Request
Beginning with the line that holds "Above is an image. Determine if it contains any man's nose;", set down each line of the data below through the very last, exactly as given, and nothing beyond that.
[START Provided records]
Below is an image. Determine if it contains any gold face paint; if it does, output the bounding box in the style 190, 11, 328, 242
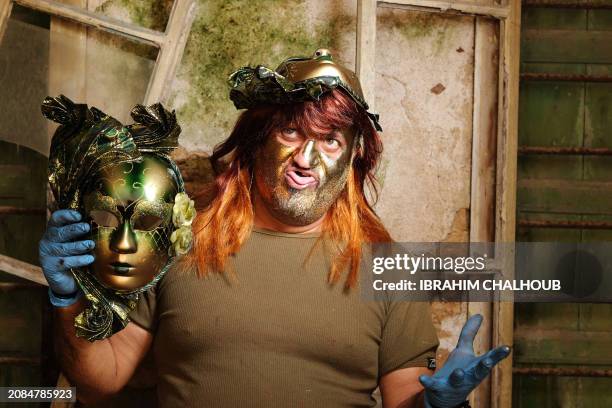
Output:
255, 129, 355, 226
83, 156, 178, 292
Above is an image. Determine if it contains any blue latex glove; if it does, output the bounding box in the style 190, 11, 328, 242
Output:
38, 210, 95, 307
419, 314, 510, 408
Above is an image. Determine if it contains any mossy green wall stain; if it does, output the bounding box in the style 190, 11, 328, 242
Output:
377, 10, 473, 54
96, 0, 174, 31
175, 0, 354, 146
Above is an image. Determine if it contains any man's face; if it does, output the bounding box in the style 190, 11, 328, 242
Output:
255, 126, 355, 226
83, 156, 177, 291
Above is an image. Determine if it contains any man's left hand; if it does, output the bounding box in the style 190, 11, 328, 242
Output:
419, 314, 510, 408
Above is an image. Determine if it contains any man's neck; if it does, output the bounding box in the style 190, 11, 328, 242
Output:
253, 193, 325, 234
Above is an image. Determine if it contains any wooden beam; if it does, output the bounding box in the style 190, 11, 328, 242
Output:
490, 0, 521, 408
378, 0, 509, 19
0, 0, 13, 41
355, 0, 376, 111
467, 17, 499, 407
144, 0, 195, 105
14, 0, 165, 47
0, 255, 48, 286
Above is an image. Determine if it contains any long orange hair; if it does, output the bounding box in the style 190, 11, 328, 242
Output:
188, 90, 391, 288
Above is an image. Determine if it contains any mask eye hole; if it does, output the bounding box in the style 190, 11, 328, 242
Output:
89, 210, 119, 228
132, 215, 163, 231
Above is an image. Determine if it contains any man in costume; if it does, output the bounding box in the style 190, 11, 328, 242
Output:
41, 50, 510, 408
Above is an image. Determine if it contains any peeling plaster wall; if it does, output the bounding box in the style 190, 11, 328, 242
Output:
99, 0, 474, 364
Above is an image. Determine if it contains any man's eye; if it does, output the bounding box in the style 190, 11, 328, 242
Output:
325, 138, 340, 148
132, 215, 163, 231
89, 210, 119, 228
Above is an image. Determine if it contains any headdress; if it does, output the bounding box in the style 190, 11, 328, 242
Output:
229, 48, 382, 131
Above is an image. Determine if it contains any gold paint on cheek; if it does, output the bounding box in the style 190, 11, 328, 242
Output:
255, 132, 352, 225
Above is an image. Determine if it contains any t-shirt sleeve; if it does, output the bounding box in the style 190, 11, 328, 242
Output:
130, 285, 157, 333
379, 301, 439, 377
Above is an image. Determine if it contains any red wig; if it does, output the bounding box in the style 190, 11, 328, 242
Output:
189, 90, 391, 288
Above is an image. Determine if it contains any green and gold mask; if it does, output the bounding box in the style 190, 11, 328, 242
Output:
83, 155, 179, 292
42, 95, 195, 341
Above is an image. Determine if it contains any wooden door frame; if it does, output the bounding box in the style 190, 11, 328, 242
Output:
356, 0, 521, 408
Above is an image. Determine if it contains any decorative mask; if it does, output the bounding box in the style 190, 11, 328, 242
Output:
42, 95, 195, 341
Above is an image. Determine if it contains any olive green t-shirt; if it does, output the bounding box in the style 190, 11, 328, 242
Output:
131, 229, 438, 408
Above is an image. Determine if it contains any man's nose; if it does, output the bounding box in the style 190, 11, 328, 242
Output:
110, 220, 138, 254
294, 139, 319, 169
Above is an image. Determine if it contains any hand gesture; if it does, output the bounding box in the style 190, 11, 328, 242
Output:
38, 210, 94, 307
419, 314, 510, 408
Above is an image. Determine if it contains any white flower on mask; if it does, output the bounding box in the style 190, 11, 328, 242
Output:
172, 193, 196, 228
170, 193, 196, 255
170, 226, 193, 255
[END Provided records]
Solution
Above is an image. Determine if it contains any man's nose; if it does, output the bounding box in the style 190, 11, 328, 242
Output:
110, 220, 138, 254
294, 139, 319, 169
Above is an image. Determine if it contains any hand gesture; if it does, output the bounding box in the style 190, 11, 328, 242
Output:
38, 210, 94, 307
419, 314, 510, 408
Above is an image. Determine if it contains any white flower on mask; if it does, output the bounding box in the style 190, 11, 328, 242
Output:
172, 193, 196, 228
170, 193, 196, 255
170, 226, 193, 255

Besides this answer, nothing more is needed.